▶ [Problems to work on]
A. Quote the article on the film My War from "This movie is" down to "profound revolutionary feelings.", word for word.
B. Answer these questions using the article on the film My War:
(i) Who directed the film?
(ii) Which novel inspired the film?
(iii) Whose tactics enabled the volunteers to secure the fortress?
C. Write what follows the last sentence of the article on the film My War.

▶ [Source document]
My War is a 2016 Chinese historical war drama film directed by Oxide Pang and starring Liu Ye, Wang Luodan, Huang Zhizhong, Tony Yang, Ye Qing and Wang Longhua. It was released in China by China Film Group Corporation in 3D, IMAX 3D and China Film Giant Screen. As mentioned in the movie, the movie was inspired by Ba Jin's novel "Reunion" ("Tuan Yuan"). An earlier movie "Yingxiong ernu (1937)" was adapted from the same novel.

This movie is an historical drama following the Chinese soldiers in the People's Volunteer Army sent to fight in the Korean War against the US and its allies where they experienced life and death and established profound revolutionary feelings.

Plot
The film begins when a train carrying weapons arrived in a station. The Art Troupe were grouped according to the blood type when the males aboard the arriving train mocked the women, until one of the women answered the group's Captain on the local dialect. Meanwhile, a town militia tried to steal weapons on the supply train but was caught. When the train leaves, he dodged the MPs and hopped on the train. The train was carrying troops of the People's Volunteer Army (PVA) to intervene in Korean War. As they arrive in Yalu River, the train was ambushed by American airstrikes and a fortified fortress, causing casualties on the new volunteers. Only on the tactics of their commander Sun Beichuan, they secured the fortress. Next, they were commanded to delay the US attack on a mountain pass, they suffered casualties before one of them detonated himself on the tank. But upon seeing another convoy, they retreated and commanded a father-and-son duo to plant and detonate explosives on the mountainside. The rubble ensued buried the convoy. The unit was honored for their effort. The unit was composed of PVA and some members of Art Troupe.

While entering an abandoned base, they looted it, but detonated booby traps, wounding some of them. One of them stumbled upon a mine, and the Captain saved her. As the soldiers escape, the Americans ambushed them, intending to take the women alive, Big Daddy sacrificed himself and Wenjun died. The girls, full of rage, threw grenades upon their enemies, but Captain Meng was wounded. They flee, while Big Daddy detonated grenades upon the chasing Americans. Days later, they were again tasked with taking some hills.

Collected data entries
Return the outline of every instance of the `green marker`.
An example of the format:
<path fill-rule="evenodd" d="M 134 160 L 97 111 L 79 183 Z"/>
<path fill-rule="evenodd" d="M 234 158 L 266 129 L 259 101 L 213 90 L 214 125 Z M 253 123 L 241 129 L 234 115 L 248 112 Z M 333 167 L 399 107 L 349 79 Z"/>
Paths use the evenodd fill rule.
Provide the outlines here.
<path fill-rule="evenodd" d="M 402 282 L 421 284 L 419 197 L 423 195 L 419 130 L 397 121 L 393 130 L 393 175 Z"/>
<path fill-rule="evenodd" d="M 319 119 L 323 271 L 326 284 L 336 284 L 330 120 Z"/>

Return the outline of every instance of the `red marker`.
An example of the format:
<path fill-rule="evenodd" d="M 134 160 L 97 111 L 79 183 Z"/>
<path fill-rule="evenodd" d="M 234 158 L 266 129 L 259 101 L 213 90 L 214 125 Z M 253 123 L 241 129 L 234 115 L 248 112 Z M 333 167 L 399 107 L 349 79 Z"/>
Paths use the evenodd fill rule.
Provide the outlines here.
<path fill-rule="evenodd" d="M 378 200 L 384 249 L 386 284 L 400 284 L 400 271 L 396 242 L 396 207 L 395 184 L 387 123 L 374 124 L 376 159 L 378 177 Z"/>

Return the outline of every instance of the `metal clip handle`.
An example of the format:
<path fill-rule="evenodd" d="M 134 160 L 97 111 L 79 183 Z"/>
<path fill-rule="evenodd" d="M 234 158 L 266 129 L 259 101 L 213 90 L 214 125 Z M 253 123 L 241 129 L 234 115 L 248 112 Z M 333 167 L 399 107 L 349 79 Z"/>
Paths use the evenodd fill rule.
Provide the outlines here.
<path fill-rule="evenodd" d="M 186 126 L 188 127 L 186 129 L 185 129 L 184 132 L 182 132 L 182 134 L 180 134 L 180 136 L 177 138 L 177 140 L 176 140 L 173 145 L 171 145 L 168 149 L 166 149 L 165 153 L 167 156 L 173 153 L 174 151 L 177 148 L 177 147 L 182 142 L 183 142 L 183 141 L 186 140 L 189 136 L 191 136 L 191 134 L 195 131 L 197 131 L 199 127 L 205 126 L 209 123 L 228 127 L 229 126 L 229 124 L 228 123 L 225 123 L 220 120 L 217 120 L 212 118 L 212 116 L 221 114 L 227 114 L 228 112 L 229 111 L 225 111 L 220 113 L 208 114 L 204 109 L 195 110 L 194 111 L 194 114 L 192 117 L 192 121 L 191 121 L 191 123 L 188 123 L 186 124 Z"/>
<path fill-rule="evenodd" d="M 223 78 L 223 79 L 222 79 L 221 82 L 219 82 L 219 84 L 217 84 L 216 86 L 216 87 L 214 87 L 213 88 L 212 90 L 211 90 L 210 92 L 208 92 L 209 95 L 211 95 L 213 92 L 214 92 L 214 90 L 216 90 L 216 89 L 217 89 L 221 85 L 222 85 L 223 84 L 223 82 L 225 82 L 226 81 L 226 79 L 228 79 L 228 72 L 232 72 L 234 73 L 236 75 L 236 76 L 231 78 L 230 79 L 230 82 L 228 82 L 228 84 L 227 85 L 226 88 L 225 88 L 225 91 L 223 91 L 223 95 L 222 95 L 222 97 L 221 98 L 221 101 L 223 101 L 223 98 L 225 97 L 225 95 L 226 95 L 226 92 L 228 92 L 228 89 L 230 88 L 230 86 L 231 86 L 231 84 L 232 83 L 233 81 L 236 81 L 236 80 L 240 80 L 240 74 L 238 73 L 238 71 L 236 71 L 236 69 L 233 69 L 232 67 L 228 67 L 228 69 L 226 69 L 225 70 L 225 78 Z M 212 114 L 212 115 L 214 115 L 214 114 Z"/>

▶ [Set of answers]
A.
This movie is an historical drama following the Chinese soldiers in the People's Volunteer Army sent to fight in the Korean War against the US and its allies where they experienced life and death and established profound revolutionary feelings.

B.
(i) Oxide Pang
(ii) Ba Jin's novel "Reunion" ("Tuan Yuan")
(iii) Their commander, Sun Beichuan

C.
As the bombardment upon the American-occupied hills ends, they charged with human waves, suffered casualties, but after they placed artillery, they repelled the defenders.

Cast
Liu Ye as Sun Beichuan / Commander Sun
Wang Luodan as Meng Sanxia / Captain Meng
Huang Zhizhong as Li Shunliang
Tony Yang (credited as Yo Yang) as Zhang Luodong / Little Magician
Ye Qing as Wang Wenjun
Wang Longhua as Liu Shiwen
Guo Jinglin as Tian Yizhuo
Ji Xiaofei as Lao Ziwei
Huo Yijian as Lao Bangzi
Fu Hong as Da Wihu
Wang Qi as Da Fuzi / Big Axe
Lin Yanlin as Lin Meiyu
Liu Yingyi as Xiao Cao
Xu Jiaqi as Xiao Song
Ding Zenghui as Xiao Shanzi

Reception
The film grossed  at the Chinese box office.

The film was not well received in the Republic of Korea, and was considered controversial in mainland China, in part due to its promotional material. in which modern South Koreans are perceived as being disrespected. The controversial advertisement depicted a South Korean tour guide in Seoul, shown as being ignorant if China's involvement in the Korean War, being bombastically lectured by patronizing elderly veterans of the events depicted in the film, boasting of their involvement in the invasion of Korea as they recommend the film to her so she might be better "educated" as to what they are taking about. Further, there was a lack of prominence of any Korean characters in the film despite the movie depicting the events of the Korean War.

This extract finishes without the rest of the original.